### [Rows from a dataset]

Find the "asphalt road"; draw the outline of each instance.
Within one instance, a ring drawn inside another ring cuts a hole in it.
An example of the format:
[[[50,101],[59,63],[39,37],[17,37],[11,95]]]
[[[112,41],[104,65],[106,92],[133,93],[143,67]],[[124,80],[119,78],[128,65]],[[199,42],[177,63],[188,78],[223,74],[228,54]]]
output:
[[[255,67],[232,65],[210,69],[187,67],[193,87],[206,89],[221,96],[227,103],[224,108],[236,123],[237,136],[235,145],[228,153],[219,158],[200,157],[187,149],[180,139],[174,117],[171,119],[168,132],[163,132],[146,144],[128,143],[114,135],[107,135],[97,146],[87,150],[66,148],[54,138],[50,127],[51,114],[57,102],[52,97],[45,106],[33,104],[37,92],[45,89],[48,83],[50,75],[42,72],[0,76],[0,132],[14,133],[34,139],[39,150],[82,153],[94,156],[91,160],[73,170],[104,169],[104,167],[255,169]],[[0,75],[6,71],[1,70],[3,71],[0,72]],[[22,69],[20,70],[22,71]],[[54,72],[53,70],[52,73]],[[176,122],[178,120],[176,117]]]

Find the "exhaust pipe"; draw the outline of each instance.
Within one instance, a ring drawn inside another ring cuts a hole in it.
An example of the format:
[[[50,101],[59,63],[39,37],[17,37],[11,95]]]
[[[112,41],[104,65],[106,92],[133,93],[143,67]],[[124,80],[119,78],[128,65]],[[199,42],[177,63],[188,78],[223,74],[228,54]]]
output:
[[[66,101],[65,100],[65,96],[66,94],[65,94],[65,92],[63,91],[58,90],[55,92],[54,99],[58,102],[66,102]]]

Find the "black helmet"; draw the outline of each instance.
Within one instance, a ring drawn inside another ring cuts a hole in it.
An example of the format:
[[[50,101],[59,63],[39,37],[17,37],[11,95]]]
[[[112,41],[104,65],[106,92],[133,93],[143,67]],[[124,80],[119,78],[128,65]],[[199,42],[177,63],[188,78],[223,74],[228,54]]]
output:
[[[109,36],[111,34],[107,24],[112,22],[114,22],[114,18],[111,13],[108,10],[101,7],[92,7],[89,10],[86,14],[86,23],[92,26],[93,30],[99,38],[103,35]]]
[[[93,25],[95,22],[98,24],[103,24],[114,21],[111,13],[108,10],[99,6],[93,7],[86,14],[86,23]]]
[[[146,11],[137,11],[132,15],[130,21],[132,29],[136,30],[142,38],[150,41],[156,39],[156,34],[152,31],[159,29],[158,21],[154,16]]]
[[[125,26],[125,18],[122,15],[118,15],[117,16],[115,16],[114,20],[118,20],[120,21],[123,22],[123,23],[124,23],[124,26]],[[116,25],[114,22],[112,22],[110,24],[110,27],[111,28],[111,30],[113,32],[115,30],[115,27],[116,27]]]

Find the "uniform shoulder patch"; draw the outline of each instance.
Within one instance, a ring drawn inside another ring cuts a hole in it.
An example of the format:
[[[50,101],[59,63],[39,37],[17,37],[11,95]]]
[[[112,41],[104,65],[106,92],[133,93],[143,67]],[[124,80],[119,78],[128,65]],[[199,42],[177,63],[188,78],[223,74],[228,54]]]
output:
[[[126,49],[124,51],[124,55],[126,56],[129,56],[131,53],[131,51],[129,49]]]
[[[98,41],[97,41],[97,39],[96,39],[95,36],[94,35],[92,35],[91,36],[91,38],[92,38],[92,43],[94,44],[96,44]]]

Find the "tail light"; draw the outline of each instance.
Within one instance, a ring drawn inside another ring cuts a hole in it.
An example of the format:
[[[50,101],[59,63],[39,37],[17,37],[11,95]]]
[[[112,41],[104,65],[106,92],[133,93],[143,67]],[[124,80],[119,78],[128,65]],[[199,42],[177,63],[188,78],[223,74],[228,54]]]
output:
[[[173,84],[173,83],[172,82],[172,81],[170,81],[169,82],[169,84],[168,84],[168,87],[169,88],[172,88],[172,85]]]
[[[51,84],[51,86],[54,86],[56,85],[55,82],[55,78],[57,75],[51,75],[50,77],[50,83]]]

### [Objective]
Output the listing above exactly as it appears.

### [Answer]
Find the "asphalt road"; draw the outline of each instance.
Within one instance, a ring drawn inside another ring cuts a hole in it.
An example of the format:
[[[50,101],[59,63],[39,37],[17,37],[11,95]]]
[[[112,41],[104,65],[106,92],[133,93],[143,67]],[[124,80],[119,78],[128,65]],[[199,42],[177,63],[188,78],[223,74],[228,54]]]
output:
[[[255,67],[232,65],[210,69],[187,67],[193,87],[206,89],[221,96],[227,103],[224,108],[236,123],[237,136],[235,145],[228,153],[219,158],[200,157],[187,149],[180,139],[174,117],[171,119],[168,132],[163,132],[146,144],[128,143],[114,135],[107,135],[97,146],[87,150],[66,148],[54,138],[50,127],[51,114],[57,102],[52,97],[45,106],[33,104],[37,92],[45,89],[48,83],[50,75],[42,72],[0,76],[0,132],[14,133],[34,139],[39,150],[82,153],[94,156],[91,160],[73,170],[104,169],[104,167],[255,169]],[[0,75],[6,71],[1,70],[3,71],[0,72]],[[22,69],[20,70],[22,71]],[[54,72],[53,70],[52,73]],[[176,122],[178,120],[176,117]]]

Find the "exhaust pipe"; draw the outline of each instance.
Within one instance, a ring drawn inside another ring cuts a hole in it.
An example of the format:
[[[50,101],[59,63],[39,37],[17,37],[11,95]]]
[[[112,41],[104,65],[106,92],[133,93],[143,67]],[[124,80],[119,78],[128,65]],[[199,42],[177,63],[188,78],[223,74],[228,54]]]
output:
[[[66,101],[65,100],[65,96],[66,94],[65,94],[65,92],[63,91],[58,90],[55,92],[54,99],[58,102],[66,102]]]

Find the "black helmet"; draw the outline of each instance.
Within one instance, a ring drawn inside another ring cuts a hole in it.
An example of the format:
[[[50,101],[59,63],[39,37],[17,37],[11,95]]]
[[[112,41],[104,65],[106,92],[133,93],[143,67]],[[124,80],[119,78],[128,65]],[[199,42],[177,63],[188,78],[223,74],[228,54]]]
output:
[[[109,36],[111,34],[107,24],[112,22],[114,22],[114,18],[111,13],[108,10],[101,7],[92,7],[89,10],[86,14],[86,23],[92,26],[93,30],[99,38],[103,35]]]
[[[93,25],[95,22],[98,24],[103,24],[114,21],[111,13],[108,10],[99,6],[93,7],[86,14],[86,23]]]
[[[146,11],[137,11],[132,15],[130,21],[132,29],[136,30],[142,38],[150,41],[156,39],[156,34],[152,31],[159,29],[158,21],[154,16]]]
[[[125,26],[125,18],[122,15],[118,15],[117,16],[115,16],[114,20],[118,20],[120,21],[123,22],[123,23],[124,23],[124,26]],[[116,25],[114,22],[112,22],[110,24],[110,27],[111,28],[111,30],[113,32],[115,30],[115,27],[116,27]]]

Find the "uniform shoulder patch"; draw the outline of each instance.
Within one instance, a ring drawn inside another ring cuts a hole in it.
An example of the format:
[[[50,101],[59,63],[39,37],[17,37],[11,95]]]
[[[112,41],[104,65],[106,92],[133,93],[143,67]],[[124,80],[119,78],[128,65]],[[199,42],[177,63],[188,78],[223,74],[228,54]]]
output:
[[[126,49],[124,51],[124,55],[126,56],[129,56],[131,53],[131,51],[129,49]]]
[[[98,41],[97,41],[97,39],[96,39],[95,36],[94,35],[92,35],[91,36],[91,38],[92,38],[92,43],[94,44],[96,44]]]

Find the "tail light"; draw the outline of each instance.
Within one instance, a ring drawn inside another ring cuts a hole in it.
An example of the format:
[[[50,101],[59,63],[39,37],[17,37],[11,95]]]
[[[112,41],[104,65],[106,92],[133,93],[143,67]],[[124,80],[119,78],[128,65]],[[199,42],[177,63],[188,78],[223,74],[228,54]]]
output:
[[[173,84],[173,83],[172,82],[172,81],[170,81],[169,82],[169,84],[168,84],[168,87],[169,88],[172,88],[172,85]]]
[[[51,84],[51,86],[54,86],[56,85],[55,82],[55,78],[57,75],[51,75],[50,77],[50,83]]]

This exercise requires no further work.